▸ **Task instructions**
Decide whether each statement below agrees with the news article about the identified remains, and support each yes or no with the exact deciding words from the article. 1. The skeletal remains were found in a creek bed near the Benbrook dam. 2. Kenneth Bennett Glaze was 42 years old when he disappeared. 3. Fingerprints confirmed that the bones belonged to Kenneth Bennett Glaze.
═════ Text excerpt
Posted on Thu, Jun. 02, 2005

 

 

  R E L A T E D   C O N T E N T 

TARRANT COUNTY MEDICAL EXAMINER'S OFFICE

A photo of a facial reconstruction from skeletal remains led to the identification of the body of Kenneth Bennett Glaze, who was killed in 1963.

 

 

Man's body found 42 years ago is identified




Star-Telegram Staff Writer

A homicide victim whose skeletal remains were found 42 years ago in a creek bed near the Benbrook dam finally has a name.

Major case Detective Bryan Jamison said DNA tests have confirmed that the bones are that of Kenneth Bennett Glaze, a 35-year-old man who disappeared from Fort Worth in 1963.

"It was a critical first step," Jamison said of the identification. "I'm glad it happened so quick so we can get down to the business of solving this crime."
══════════
═════ Information provided
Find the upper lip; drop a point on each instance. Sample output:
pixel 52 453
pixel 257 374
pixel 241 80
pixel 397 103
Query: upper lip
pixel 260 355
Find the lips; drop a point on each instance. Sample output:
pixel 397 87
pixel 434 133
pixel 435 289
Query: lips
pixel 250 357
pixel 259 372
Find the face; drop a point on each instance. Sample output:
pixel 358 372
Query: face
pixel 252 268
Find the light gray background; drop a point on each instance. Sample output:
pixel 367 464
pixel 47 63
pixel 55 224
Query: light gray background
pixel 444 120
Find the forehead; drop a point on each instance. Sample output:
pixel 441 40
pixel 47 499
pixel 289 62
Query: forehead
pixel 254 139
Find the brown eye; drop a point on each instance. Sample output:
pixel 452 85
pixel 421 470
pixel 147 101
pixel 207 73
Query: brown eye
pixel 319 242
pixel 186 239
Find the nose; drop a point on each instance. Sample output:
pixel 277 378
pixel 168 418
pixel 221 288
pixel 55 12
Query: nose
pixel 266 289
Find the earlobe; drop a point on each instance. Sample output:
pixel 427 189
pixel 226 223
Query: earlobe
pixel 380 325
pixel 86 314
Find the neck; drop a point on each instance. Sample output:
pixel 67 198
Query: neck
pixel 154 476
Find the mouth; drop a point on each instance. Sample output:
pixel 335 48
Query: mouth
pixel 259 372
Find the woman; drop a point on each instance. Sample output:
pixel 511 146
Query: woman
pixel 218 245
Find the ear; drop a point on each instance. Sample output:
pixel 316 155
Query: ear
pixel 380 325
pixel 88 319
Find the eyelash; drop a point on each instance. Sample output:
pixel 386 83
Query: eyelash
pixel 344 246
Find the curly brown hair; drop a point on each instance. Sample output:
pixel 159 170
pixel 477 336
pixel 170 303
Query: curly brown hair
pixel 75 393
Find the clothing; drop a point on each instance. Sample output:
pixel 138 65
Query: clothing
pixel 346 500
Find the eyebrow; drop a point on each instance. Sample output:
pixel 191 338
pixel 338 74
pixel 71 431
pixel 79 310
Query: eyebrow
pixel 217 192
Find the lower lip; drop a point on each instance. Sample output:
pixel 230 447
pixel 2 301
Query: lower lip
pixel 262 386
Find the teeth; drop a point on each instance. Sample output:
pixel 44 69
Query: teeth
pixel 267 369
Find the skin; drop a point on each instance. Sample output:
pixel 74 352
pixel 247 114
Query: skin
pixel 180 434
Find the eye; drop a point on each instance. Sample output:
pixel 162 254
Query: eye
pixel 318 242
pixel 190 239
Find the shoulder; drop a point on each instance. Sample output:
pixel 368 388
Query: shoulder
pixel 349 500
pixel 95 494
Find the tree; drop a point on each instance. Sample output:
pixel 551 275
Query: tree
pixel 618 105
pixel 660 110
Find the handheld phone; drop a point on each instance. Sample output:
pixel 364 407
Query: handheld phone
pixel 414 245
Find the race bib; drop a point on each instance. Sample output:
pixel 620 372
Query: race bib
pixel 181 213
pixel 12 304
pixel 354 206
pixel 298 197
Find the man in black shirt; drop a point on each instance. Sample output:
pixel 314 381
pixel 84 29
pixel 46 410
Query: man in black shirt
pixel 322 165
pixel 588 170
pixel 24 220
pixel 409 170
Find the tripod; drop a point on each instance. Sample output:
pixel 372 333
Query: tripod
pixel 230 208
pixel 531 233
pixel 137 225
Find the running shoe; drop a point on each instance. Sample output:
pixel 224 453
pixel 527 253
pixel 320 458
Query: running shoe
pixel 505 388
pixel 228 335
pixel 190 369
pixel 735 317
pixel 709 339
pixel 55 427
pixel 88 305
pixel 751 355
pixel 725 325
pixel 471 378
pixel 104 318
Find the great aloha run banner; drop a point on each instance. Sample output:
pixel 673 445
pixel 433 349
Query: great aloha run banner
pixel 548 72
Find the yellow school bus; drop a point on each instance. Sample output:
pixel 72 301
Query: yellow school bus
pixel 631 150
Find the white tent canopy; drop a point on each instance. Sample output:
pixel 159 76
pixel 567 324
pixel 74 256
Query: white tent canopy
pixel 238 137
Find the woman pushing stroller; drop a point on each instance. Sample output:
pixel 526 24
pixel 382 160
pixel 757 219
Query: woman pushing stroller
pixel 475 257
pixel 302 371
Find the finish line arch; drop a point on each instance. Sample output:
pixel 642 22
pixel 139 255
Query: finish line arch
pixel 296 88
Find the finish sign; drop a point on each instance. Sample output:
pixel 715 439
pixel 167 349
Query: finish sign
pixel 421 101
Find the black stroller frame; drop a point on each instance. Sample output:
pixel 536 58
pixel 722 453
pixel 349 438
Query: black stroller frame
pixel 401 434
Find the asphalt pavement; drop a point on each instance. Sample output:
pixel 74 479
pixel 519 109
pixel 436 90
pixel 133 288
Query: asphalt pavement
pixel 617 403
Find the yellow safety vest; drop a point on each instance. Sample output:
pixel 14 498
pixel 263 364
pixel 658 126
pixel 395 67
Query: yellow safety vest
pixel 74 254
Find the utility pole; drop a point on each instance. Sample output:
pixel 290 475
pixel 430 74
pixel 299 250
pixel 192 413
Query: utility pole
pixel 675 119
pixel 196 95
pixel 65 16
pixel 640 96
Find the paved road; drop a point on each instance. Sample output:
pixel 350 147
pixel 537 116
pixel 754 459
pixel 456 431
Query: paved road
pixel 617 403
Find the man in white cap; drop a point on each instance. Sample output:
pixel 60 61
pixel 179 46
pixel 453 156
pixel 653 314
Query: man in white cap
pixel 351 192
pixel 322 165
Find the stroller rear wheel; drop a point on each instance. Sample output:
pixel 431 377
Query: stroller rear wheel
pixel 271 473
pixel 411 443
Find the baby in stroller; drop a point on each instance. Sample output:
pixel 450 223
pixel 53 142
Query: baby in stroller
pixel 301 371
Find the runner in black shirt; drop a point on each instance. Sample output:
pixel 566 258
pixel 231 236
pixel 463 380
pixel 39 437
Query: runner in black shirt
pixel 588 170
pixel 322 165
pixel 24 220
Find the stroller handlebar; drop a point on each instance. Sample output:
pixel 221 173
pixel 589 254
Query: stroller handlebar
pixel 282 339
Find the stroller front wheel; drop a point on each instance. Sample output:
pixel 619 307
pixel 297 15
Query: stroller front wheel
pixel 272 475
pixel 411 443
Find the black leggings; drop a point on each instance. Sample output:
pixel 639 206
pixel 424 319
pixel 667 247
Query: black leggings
══════════
▸ **Written response**
1. Yes: "found 42 years ago in a creek bed near the Benbrook dam"
2. No: "a 35-year-old man who disappeared from Fort Worth in 1963"
3. No: "DNA tests have confirmed that the bones are that of Kenneth Bennett Glaze"